• SET EXERCISE:
Reproduce every one of the records below line for line, with no changes.

Records:
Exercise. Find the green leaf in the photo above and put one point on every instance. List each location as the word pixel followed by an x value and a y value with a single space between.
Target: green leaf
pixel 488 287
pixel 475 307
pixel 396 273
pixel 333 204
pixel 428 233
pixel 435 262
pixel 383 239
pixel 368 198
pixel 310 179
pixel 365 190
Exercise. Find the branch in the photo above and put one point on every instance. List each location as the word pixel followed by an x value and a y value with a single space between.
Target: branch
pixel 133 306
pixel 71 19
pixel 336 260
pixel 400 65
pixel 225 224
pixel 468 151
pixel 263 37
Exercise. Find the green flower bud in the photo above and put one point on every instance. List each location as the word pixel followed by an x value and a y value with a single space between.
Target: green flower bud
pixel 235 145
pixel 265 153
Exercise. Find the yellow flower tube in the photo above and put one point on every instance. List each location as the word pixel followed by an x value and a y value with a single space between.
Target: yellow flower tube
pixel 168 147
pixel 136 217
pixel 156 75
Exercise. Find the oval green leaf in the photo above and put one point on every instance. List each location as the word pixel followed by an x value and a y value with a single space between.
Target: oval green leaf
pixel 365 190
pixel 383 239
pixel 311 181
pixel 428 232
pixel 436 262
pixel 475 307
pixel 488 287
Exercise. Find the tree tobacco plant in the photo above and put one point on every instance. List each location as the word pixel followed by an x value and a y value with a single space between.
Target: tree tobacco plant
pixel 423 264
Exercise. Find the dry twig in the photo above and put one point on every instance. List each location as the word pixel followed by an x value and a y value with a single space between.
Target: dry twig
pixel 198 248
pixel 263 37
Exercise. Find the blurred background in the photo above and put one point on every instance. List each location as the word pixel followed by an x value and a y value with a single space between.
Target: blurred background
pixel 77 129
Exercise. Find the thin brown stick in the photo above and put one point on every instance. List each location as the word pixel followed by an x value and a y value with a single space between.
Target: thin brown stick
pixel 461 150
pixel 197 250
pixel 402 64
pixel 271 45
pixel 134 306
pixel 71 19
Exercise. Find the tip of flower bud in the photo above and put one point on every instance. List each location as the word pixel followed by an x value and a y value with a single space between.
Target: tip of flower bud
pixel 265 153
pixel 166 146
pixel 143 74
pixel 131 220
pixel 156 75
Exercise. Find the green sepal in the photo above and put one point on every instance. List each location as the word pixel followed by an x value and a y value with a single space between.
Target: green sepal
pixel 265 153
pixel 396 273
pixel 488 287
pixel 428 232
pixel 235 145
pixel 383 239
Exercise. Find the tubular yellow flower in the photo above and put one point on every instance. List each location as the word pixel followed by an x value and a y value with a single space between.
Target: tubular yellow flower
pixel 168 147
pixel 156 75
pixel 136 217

• RESULT:
Exercise. Find the green leaf in the photo above and put one point on every instance. List each location as the word pixel followed by an x value and a y value with a single space between.
Target: green leaf
pixel 488 287
pixel 475 307
pixel 396 273
pixel 333 204
pixel 428 233
pixel 435 262
pixel 383 239
pixel 368 198
pixel 310 179
pixel 365 190
Exercise. Find the branch in the photo above and put one point on every instance. List each location as the word pixel followed by an x value and a y value with a single space between.
Target: branch
pixel 133 306
pixel 71 19
pixel 336 260
pixel 400 65
pixel 225 224
pixel 468 151
pixel 263 37
Exercise. Find the green flower bud in the photo above and put one point on every instance. List each location as the word pixel followed by an x value and a y value with a single space between.
Target: green flower bud
pixel 235 145
pixel 265 153
Exercise. Find the yellow flower tube in the photo above and put one point on every instance. List each location as the word pixel followed by an x value and a y value with a single space between.
Target: yellow flower tube
pixel 168 147
pixel 136 217
pixel 156 75
Exercise. Find the oval green leaf in the photo above and put one point on every instance. List each location as the word pixel followed by an x value and a y value with a single space between.
Target: oval green leaf
pixel 365 190
pixel 383 239
pixel 311 181
pixel 428 232
pixel 436 262
pixel 475 307
pixel 488 287
Exercise. Find the tree tobacco plant in the photo above and put one point on every instance. List each location as the word pixel followed by an x value and a y value with a single space between.
Target: tree tobacco plant
pixel 423 264
Exercise. Find the dry twig in the photo above and put one point on every instance. List each location as the word pixel followed by an x value and a y value with a single space between.
Target: dry twig
pixel 198 248
pixel 263 37
Exercise. Find the blurred background in the photo above and put one point on every instance. List each location as the word pixel followed by an x value and a y value with a single space between.
Target: blurred background
pixel 77 129
Exercise. Find the thin brown stick in the photo above and put one point on every instance. List each location as the word pixel followed by an x value and a y value with a single space between.
Target: thin brown stick
pixel 461 150
pixel 197 250
pixel 402 64
pixel 271 45
pixel 134 306
pixel 71 19
Exercise. Find the tip of flower bud in the photo above and put one point on every instance. List each location as the word pixel followed by an x value and a y value with a single space between.
Target: tip of flower bud
pixel 265 153
pixel 166 146
pixel 143 74
pixel 131 220
pixel 156 75
Exercise. Find the green sepal in the photo above and put one point on every instance. List each location as the word pixel followed by an x value and a y value with a single space between.
Target: green sepal
pixel 265 153
pixel 396 273
pixel 488 287
pixel 428 232
pixel 235 145
pixel 383 239
Exercise. Find the tubular yellow flower in the photo above and put one point on every instance. List each location as the word pixel followed by an x value and a y value with a single space between.
Target: tubular yellow flower
pixel 168 147
pixel 156 75
pixel 136 217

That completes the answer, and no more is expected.